• _Instruksi_:
Ambil bagian teks tentang makna kata awliyâ’ dari "Kedua, Pemimpin/Penguasa." sampai "urusan (pemimpin).", lalu salin apa adanya tanpa mengubah satu kata pun.

• _Teks bacaan_:
════════════════

Makna Kata Awliyâ’ (أولياء)
Kata
awliyâ’ adalah bentuk plural dari waliy, ia termasuk kata yang mengandung konotasi makna lebih
dari satu (lafzh musytarak), yang setidaknya berkonotasi:
Pertama, Teman
Dekat/Kepercayaan
Kata awliyâ’ plural
dari kata wali, menurut al-Raghib al-Ashfahani lafal ini digunakan untuk
menggambarkan kedekatan (al-qurb), yakni kedekatan dari sisi tempat,
penisbatan, agama, pertemanan, dukungan dan keyakinan.[19] Al-Raghib pun menegaskan dengan menukil QS. Al-Mâ’idah
[5]: 51 ini:
ونفى الله تعالى الولاية بين المؤمنين والكافرين
في غير آية
“Allah
menafikan (melarang-pen.) adanya al-wilâyah antara orang-orang beriman
dan orang-orang kafir di lebih dari satu ayat-Nya.”[20]
Namun al-Raghib al-Ashfahani pun
merinci maknanya mencakup kepemimpinan, sehingga menunjukkan bahwa ayat ini pun
menjadi salah satu dalil keharaman loyal (walâ’) kepada kaum kafir, terlebih
menjadikannya sebagai pemimpin.
Benar bahwa ayat yang agung ini menjadi salah satu dalil
keharaman menjadikan kaum Kafir (Yahudi dan Nasrani) sebagai teman dekat
kepercayaan. Namun membatasi makna awliyā hanya pada makna khashah
(orang khusus) atau bithānah (teman dekat) adalah pembatasan atau pengkhususan
yang tanpa didasarkan pada dalil (takhshīsh bilā mukhashshis). Sebab
berdasarkan mafhūm muwāfaqah (penarikan makna implisit yang lebih besar
cakupannya daripada makna eksplisit), kata awliya` dapat juga diartikan
sebagai pemimpin (penguasa). Sebab jika mengangkat orang kafir sebagai teman
dekat saja sudah haram, apalagi mengangkatnya sebagai penguasa atas kaum
muslimin. Hal ini diperjelas oleh makna wali dalam konotasi pemegang
urusan, sebagaimana dipaparkan al-Raghib al-Ashfahani.
Kedua, Pemimpin/Penguasa.
Imam Al-Raghib al-Ashfahani menegaskan bahwa kedudukan
seorang wali, kaitannya dengan kedudukan al-wilâyah yang berkonotasi
al-nushrah (pemberi bantuan), dan al-walâyah yakni tawalli
al-amr (pemegang urusan/pemimpin), namun disebutkan pula bahwa sebenarnya
dua kata ini semakna, dan hakikatnya adalah menjadikannya sebagai pemegang
urusan (pemimpin).

════════════════

• _Cuplikan data_:
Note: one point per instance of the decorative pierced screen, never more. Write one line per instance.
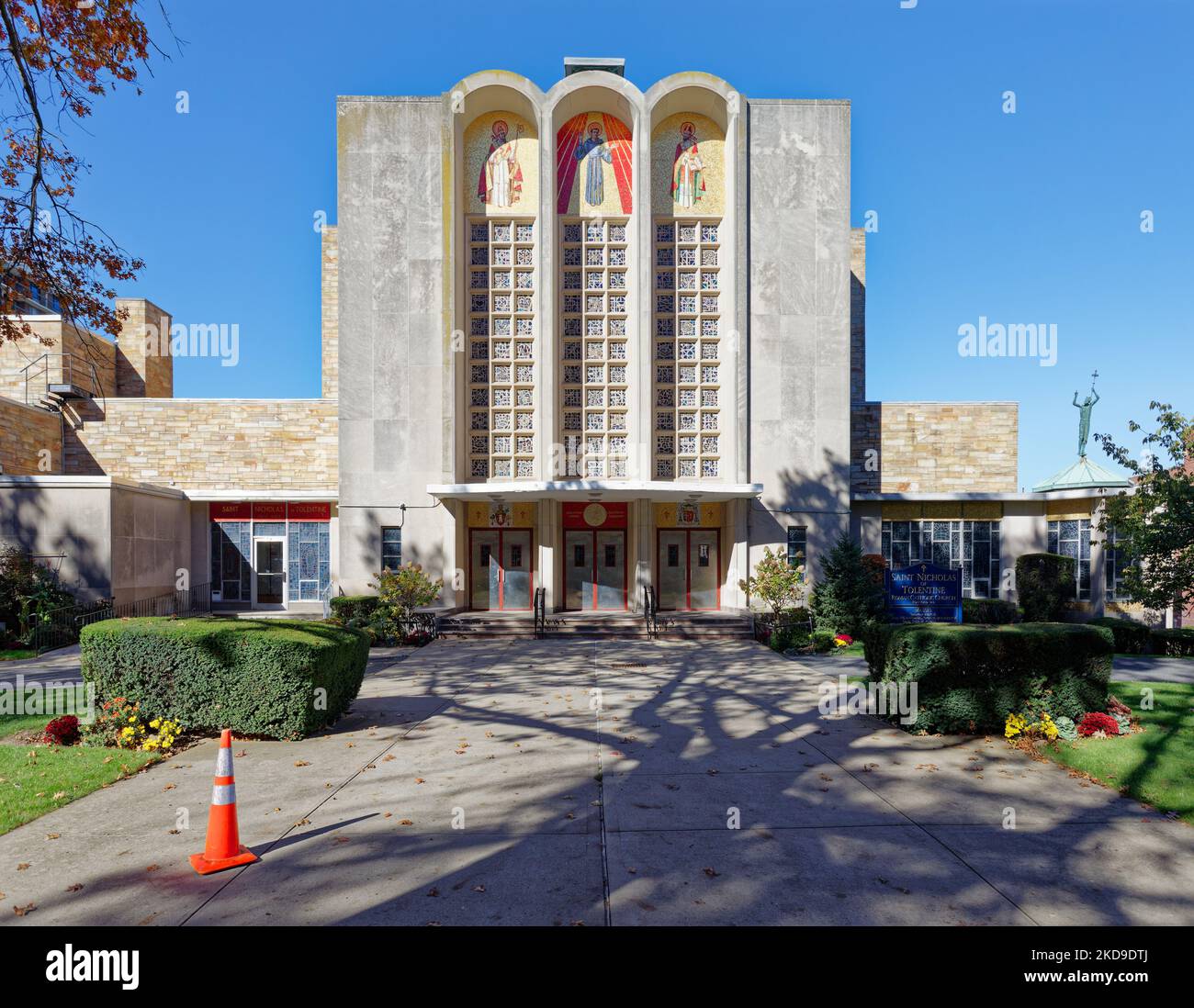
(501, 349)
(593, 346)
(687, 350)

════════════════

• _Jawaban yang diharapkan_:
Kedua, Pemimpin/Penguasa.
Imam Al-Raghib al-Ashfahani menegaskan bahwa kedudukan
seorang wali, kaitannya dengan kedudukan al-wilâyah yang berkonotasi
al-nushrah (pemberi bantuan), dan al-walâyah yakni tawalli
al-amr (pemegang urusan/pemimpin), namun disebutkan pula bahwa sebenarnya
dua kata ini semakna, dan hakikatnya adalah menjadikannya sebagai pemegang
urusan (pemimpin).